→ **Aim of the task**:
Rewrite the records below, putting "image" wherever "photo" appears and changing nothing else. Omit the pictures from your version.
[begin Task inputs]
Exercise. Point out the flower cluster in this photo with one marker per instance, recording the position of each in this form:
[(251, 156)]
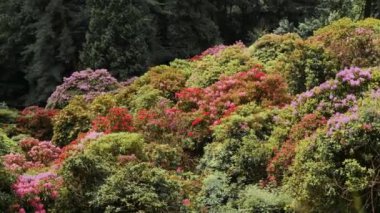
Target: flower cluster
[(339, 120), (45, 152), (118, 119), (88, 82), (354, 76), (36, 191), (18, 163), (224, 95), (37, 122)]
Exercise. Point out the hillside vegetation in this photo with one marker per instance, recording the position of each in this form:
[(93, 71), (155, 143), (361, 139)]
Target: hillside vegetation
[(288, 124)]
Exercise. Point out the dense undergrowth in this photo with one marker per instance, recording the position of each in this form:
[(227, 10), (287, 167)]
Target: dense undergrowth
[(285, 125)]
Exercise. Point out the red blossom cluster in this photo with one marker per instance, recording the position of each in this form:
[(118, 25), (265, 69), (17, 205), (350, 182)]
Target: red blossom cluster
[(222, 97)]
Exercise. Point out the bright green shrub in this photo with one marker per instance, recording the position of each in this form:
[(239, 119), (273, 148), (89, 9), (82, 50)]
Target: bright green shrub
[(303, 64), (111, 146), (146, 97), (336, 169), (72, 120), (102, 104), (82, 175), (167, 79), (353, 43), (271, 46), (215, 191), (209, 69), (240, 148), (136, 188), (8, 116), (163, 155)]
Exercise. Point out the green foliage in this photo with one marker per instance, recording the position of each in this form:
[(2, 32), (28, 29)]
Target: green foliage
[(256, 199), (209, 69), (138, 188), (72, 120), (215, 191), (109, 147), (353, 43), (240, 148), (6, 194), (336, 169), (8, 116), (303, 64), (118, 37), (163, 155), (82, 175), (6, 145)]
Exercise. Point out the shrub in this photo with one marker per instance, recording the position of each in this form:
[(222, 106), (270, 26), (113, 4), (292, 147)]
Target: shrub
[(8, 116), (138, 188), (36, 192), (163, 155), (117, 120), (37, 122), (82, 176), (72, 120), (353, 43), (102, 104), (86, 82), (303, 64), (210, 68), (6, 193), (6, 145), (338, 164), (109, 147), (255, 199)]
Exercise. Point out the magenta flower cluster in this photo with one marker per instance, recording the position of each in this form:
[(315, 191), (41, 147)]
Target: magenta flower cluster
[(36, 190), (45, 152), (18, 163), (88, 82), (354, 76)]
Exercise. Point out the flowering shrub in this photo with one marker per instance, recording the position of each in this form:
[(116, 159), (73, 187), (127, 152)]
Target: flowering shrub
[(37, 122), (45, 152), (86, 82), (6, 196), (17, 163), (36, 192), (241, 88), (28, 143), (341, 158), (334, 95), (353, 43)]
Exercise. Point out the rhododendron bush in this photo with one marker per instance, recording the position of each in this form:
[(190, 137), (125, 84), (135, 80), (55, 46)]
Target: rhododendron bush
[(89, 83), (288, 124)]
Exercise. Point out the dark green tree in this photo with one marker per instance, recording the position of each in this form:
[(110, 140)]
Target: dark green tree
[(58, 31), (119, 36)]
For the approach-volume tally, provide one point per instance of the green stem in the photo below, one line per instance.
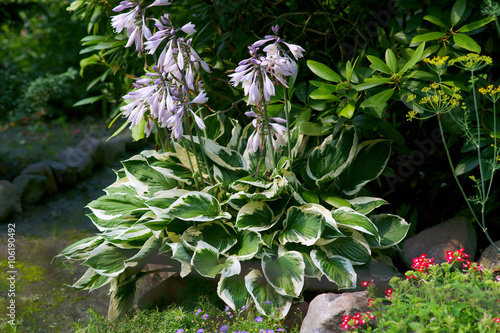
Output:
(162, 140)
(287, 117)
(481, 171)
(190, 164)
(187, 128)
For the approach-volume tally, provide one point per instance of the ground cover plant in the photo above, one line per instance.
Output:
(217, 194)
(287, 186)
(456, 296)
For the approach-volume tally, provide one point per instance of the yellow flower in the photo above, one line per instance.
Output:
(471, 62)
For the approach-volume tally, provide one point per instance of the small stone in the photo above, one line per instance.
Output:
(491, 257)
(32, 188)
(326, 311)
(451, 235)
(10, 200)
(44, 170)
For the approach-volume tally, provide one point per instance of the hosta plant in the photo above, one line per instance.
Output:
(261, 208)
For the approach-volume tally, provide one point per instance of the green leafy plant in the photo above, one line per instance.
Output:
(262, 208)
(455, 296)
(442, 99)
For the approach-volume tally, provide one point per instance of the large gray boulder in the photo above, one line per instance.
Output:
(10, 200)
(326, 311)
(32, 188)
(451, 235)
(44, 170)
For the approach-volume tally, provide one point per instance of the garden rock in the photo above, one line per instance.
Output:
(64, 175)
(490, 257)
(44, 170)
(113, 149)
(451, 235)
(326, 311)
(10, 201)
(76, 159)
(31, 187)
(94, 148)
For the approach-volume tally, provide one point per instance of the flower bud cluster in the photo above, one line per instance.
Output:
(172, 91)
(356, 321)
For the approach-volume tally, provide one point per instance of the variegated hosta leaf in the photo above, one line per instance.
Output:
(350, 218)
(162, 200)
(337, 269)
(207, 262)
(182, 255)
(108, 260)
(223, 156)
(247, 245)
(329, 235)
(233, 291)
(392, 230)
(354, 248)
(82, 248)
(111, 206)
(197, 206)
(329, 159)
(171, 170)
(238, 200)
(369, 163)
(255, 216)
(310, 269)
(144, 178)
(266, 299)
(302, 225)
(285, 273)
(126, 220)
(365, 205)
(217, 234)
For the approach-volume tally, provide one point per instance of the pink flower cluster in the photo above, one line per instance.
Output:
(354, 322)
(422, 264)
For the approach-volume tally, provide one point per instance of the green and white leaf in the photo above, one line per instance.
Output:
(108, 260)
(348, 217)
(233, 291)
(266, 299)
(392, 230)
(365, 205)
(337, 269)
(354, 248)
(197, 206)
(182, 255)
(247, 245)
(255, 216)
(302, 225)
(334, 155)
(111, 206)
(371, 159)
(81, 249)
(219, 235)
(285, 273)
(206, 261)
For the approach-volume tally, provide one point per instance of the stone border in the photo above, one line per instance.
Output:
(68, 167)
[end Task inputs]
→ **Output for this exercise**:
Exercise. Point out the flower cluster in this image with one marker per instance, recording the position of each in this form:
[(251, 156)]
Target: flower cluster
[(339, 120), (45, 152), (118, 119), (88, 82), (354, 76), (36, 191), (18, 163), (224, 95), (37, 122)]
Exercise. Point out the hillside vegetation in this image with one marker per instance, recording the position of each in this form:
[(93, 71), (155, 143), (361, 139)]
Target: hillside vegetation
[(288, 124)]
Exercise. Point out the dense undergrowth in this image with one marker per instance, recording the position of each in this form:
[(227, 10), (287, 167)]
Target: dense undergrowth
[(285, 125)]
Exercise. Point out the red blossom cluster in this image with one marker per instance, recording the position of each in this form:
[(118, 25), (265, 69), (17, 205), (350, 182)]
Target: red blossom cluster
[(222, 97)]
Exercise. Point out the bright green shrub in this image with one marker per instance, recording the position of each in this form:
[(239, 119), (273, 148), (89, 9), (82, 50)]
Target: bright green shrub
[(303, 64), (111, 146), (146, 97), (336, 169), (72, 120), (102, 104), (82, 175), (167, 79), (353, 43), (271, 46), (215, 191), (209, 69), (240, 148), (136, 188), (8, 116), (163, 155)]
Exercise. Point out the green foliage in this image with one marker per instance, recording the position of each in this form:
[(2, 32), (28, 29)]
Target: green foliage
[(256, 199), (209, 69), (138, 188), (72, 120), (215, 191), (109, 147), (353, 43), (240, 148), (6, 194), (336, 169), (8, 116), (303, 64), (118, 37), (163, 155), (82, 175), (6, 145)]
Exercise. Point out the shrub in this image with one marker per instance, recording the position of each in this form:
[(222, 106), (270, 26), (113, 4), (292, 147)]
Target: shrub
[(8, 116), (138, 188), (36, 192), (163, 155), (117, 120), (37, 122), (82, 176), (72, 120), (353, 43), (102, 104), (86, 82), (303, 64), (210, 68), (6, 193), (6, 145), (338, 164), (109, 147), (255, 199)]
Exercise. Point out the magenta flower cluster in this image with one marker per instance, recording the position of each in this form:
[(315, 191), (41, 147)]
Target: magenta flower cluster
[(36, 190), (45, 152), (18, 163), (88, 82), (354, 76)]
Exercise. Point out the flowering shrub in this image with one marker per instance, recording the position of each in this form:
[(116, 159), (73, 187), (127, 152)]
Target: flowering shrub
[(37, 122), (45, 152), (86, 82), (6, 196), (17, 163), (36, 192), (241, 88), (28, 143), (341, 158), (334, 95), (353, 43)]
Exercise. Point out the rhododendron bush in this image with one marker per instance, recording the position of each in this form:
[(190, 137), (125, 84), (135, 80), (55, 46)]
Target: rhododendron bush
[(89, 83), (288, 124)]
Exercise. Point out the dark green tree in this image with one marker per instance, recording the position of each in this form:
[(110, 140)]
Target: dark green tree
[(58, 31), (119, 36)]
For the approach-volume tally, provide one point per instance of the green stem in the image below, one line per instance.
Output:
(162, 140)
(287, 117)
(481, 171)
(190, 164)
(187, 128)
For the approach-volume tally, provide one point per instance of the ground cover plant in the image above, one line per instance.
Output:
(217, 194)
(287, 186)
(456, 296)
For the approach-volume tally, provide one point per instance of the yellow flower in the image above, one line per instance.
Output:
(471, 62)
For the approach-volume tally, provide one point per instance of the small stone in the image above, one line per instance.
Output:
(491, 257)
(32, 188)
(326, 311)
(451, 235)
(10, 200)
(44, 170)
For the approach-volume tally, provide one point per instance of the hosta plant in the image above, one line per instance.
Output:
(261, 208)
For the approach-volume tally, provide one point per instance of the green leafy plant in the image above, one line per instance.
Output:
(262, 208)
(455, 296)
(442, 99)
For the approach-volume tally, provide one point per instance of the large gray boulder in the image above, one line per instance.
Output:
(10, 200)
(326, 311)
(32, 188)
(451, 235)
(44, 170)
For the approach-volume tally, provide one point per instance of the garden rock in the image above, one line per instance.
Output:
(64, 175)
(490, 257)
(44, 170)
(113, 149)
(451, 235)
(326, 311)
(10, 201)
(76, 159)
(31, 187)
(94, 148)
For the approach-volume tally, provide one point per instance of the flower bud cluster in the image above, one line per instance.
Output:
(172, 91)
(356, 321)
For the approach-volume tally, provide one point per instance of the variegated hosta leaf in the image above, one line per instance.
Output:
(350, 218)
(162, 200)
(337, 269)
(207, 262)
(182, 255)
(108, 260)
(223, 156)
(247, 245)
(329, 235)
(233, 291)
(392, 230)
(354, 248)
(82, 248)
(111, 206)
(197, 206)
(329, 159)
(171, 170)
(238, 200)
(369, 163)
(255, 216)
(310, 269)
(144, 178)
(266, 299)
(302, 225)
(285, 273)
(126, 220)
(365, 205)
(217, 234)
For the approach-volume tally, provide one point per instance of the pink flower cluster in the image above, one line per instance.
Output:
(354, 322)
(422, 264)
For the approach-volume tally, provide one point per instance of the green and white leaf in the image above, one line per instance.
Output:
(108, 260)
(348, 217)
(233, 291)
(266, 299)
(392, 230)
(365, 205)
(337, 269)
(354, 248)
(197, 206)
(182, 255)
(247, 245)
(255, 216)
(302, 225)
(334, 155)
(111, 206)
(371, 159)
(81, 249)
(219, 235)
(285, 273)
(206, 261)
For the approach-volume tally, provide one point per instance of the stone border in the image above, one line per instance.
Output:
(68, 167)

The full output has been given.